[Point annotation data]
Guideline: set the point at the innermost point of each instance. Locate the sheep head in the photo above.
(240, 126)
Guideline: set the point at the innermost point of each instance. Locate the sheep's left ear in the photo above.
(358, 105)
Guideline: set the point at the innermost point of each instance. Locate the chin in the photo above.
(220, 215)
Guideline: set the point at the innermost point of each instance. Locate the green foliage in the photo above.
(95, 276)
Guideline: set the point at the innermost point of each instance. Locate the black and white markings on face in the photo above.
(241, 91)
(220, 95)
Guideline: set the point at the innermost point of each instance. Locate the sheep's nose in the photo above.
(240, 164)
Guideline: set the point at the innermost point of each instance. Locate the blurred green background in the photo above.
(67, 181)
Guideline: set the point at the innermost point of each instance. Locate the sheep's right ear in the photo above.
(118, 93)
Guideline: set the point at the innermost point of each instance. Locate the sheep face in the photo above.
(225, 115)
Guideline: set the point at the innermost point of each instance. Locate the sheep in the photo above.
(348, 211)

**Goal of the exercise**. Arrange all of the data above as a JSON list of strings, with each line as its own string and blank lines left out.

**Exercise output**.
[
  "Guideline: set the point at the innermost point of each instance. Locate the sheep head in the photo above.",
  "(240, 126)",
  "Guideline: set the point at the innermost point of each instance. Locate the sheep's left ear in the photo above.",
  "(358, 105)",
  "Guideline: set the point at the innermost point of each instance. Locate the chin in the photo above.",
  "(220, 215)",
  "Guideline: set the point at the innermost point of each instance. Locate the green foliage in the photo above.",
  "(95, 276)",
  "Guideline: set the point at the innermost point of each instance. Locate the black and white markings on face in the photo above.",
  "(241, 91)",
  "(220, 95)",
  "Guideline: set the point at the innermost point of each instance. Locate the sheep's nose in the photo above.",
  "(240, 164)",
  "Guideline: set the point at the innermost point of each instance. Locate the blurred green background in the photo above.",
  "(67, 181)",
  "Guideline: set the point at the innermost point of each instance. Locate the sheep's right ear in the photo above.",
  "(118, 93)",
  "Guideline: set the point at the innermost point of each instance. Locate the sheep face in the photo above.",
  "(225, 115)",
  "Guideline: set the point at the innermost point of each instance. Locate the sheep in the photo above.",
  "(348, 211)"
]